◆ ОТРЫВОК ◆
-- -- --
Вернуться к А.-А. Антонюк. Маргарита спускается в Преисподнюю: «Мастер и Маргарита» в контексте мирового мифа. Очерки по мифопоэтике

22. Последняя «битва со смертью» в аду. «Пороговая» сцена

«Пороговый» диалог. Перед вратами ада (рая) между героем (героиней) и его спасителем часто возникает знаковый диалог, который предназначен показать, кто из героев, пройдя круги ада, способен утвердиться в мире реальности, благополучно вернувшись из ада.
-- -- --
◆ ИСХОДНЫЕ ДАННЫЕ ◆
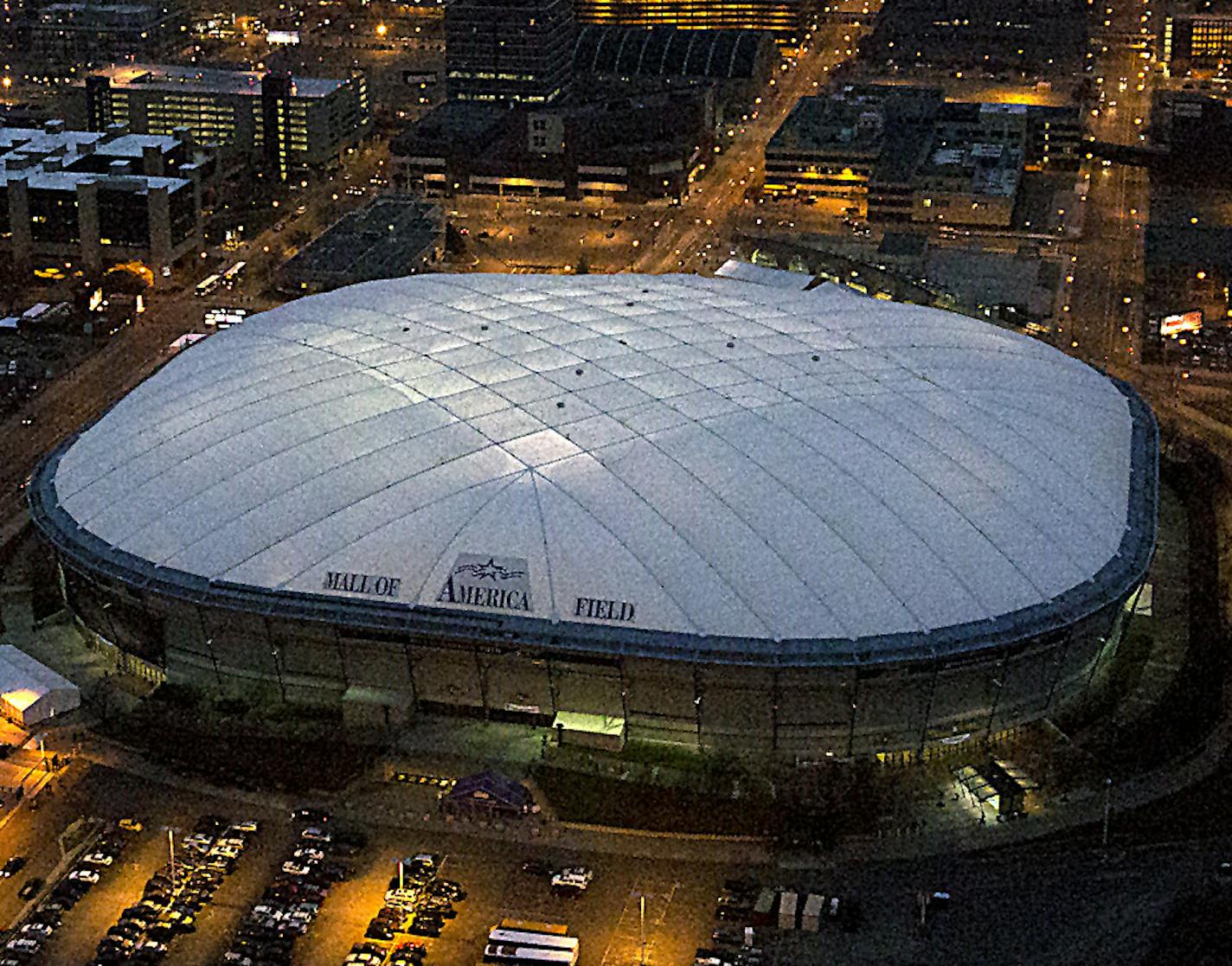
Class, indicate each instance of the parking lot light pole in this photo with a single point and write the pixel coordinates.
(642, 918)
(1107, 807)
(170, 846)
-- -- --
◆ ЧТО СДЕЛАТЬ ◆
A: Что, согласно отрывку, должен показать знаковый диалог, который возникает между героем и его спасителем перед вратами ада?
B: Воспроизведите без изменений ту часть отрывка, которая открывается словами, содержащими «Вернуться к А.-А.», и завершается словами «вернувшись из ада.».
C: Напишите продолжение отрывка о романе «Мастер и Маргарита», начиная сразу после его последнего предложения.

◆ ОТВЕТЫ ◆
A: Он должен показать, кто из героев, пройдя круги ада, способен утвердиться в мире реальности, благополучно вернувшись из ада.

B:
Вернуться к А.-А. Антонюк. Маргарита спускается в Преисподнюю: «Мастер и Маргарита» в контексте мирового мифа. Очерки по мифопоэтике

22. Последняя «битва со смертью» в аду. «Пороговая» сцена

«Пороговый» диалог. Перед вратами ада (рая) между героем (героиней) и его спасителем часто возникает знаковый диалог, который предназначен показать, кто из героев, пройдя круги ада, способен утвердиться в мире реальности, благополучно вернувшись из ада.

C:
У Гёте Фауст выступает спасителем (хоть и неудачным) Маргариты, которая впадает в безумие, которое говорит о неспособности вернуться в реальный мир. Ситуация перевернута в романе Булгакова с точки зрения функциональности ролей героев, поскольку развитие сюжета происходит у Булгакова по женскому типу развития мифа о путешествии. От горя и неудач в депрессию у Булгакова впадает Мастер, очутившийся в лечебнице для душевнобольных, которая, собственно, выглядит в романе тоже как тюрьма — с решетками на окнах. В роли спасительницы выступает Маргарита, которая извлекает Мастера из этой лечебницы-тюрьмы с помощью чудесной силы Воланда. В сцене Булгакова при этом во многом ощутимо проникновение пафоса финальной гётевской сцены в тюрьме (Сцена 25, «Тюрьма»), которая является финалом Первой части трагедии «Фауста».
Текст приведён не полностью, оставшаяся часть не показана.